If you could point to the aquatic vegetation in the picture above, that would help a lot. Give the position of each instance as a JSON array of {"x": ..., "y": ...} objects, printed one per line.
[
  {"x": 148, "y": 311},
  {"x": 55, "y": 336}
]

=======

Work required: Extract each entry in full and write it down exactly.

Problem solution:
If you could point to the aquatic vegetation in the picture above, that would help a lot. Give the position of each instance as a JSON array of {"x": ..., "y": ...} objects, printed one per line.
[
  {"x": 148, "y": 311},
  {"x": 55, "y": 336}
]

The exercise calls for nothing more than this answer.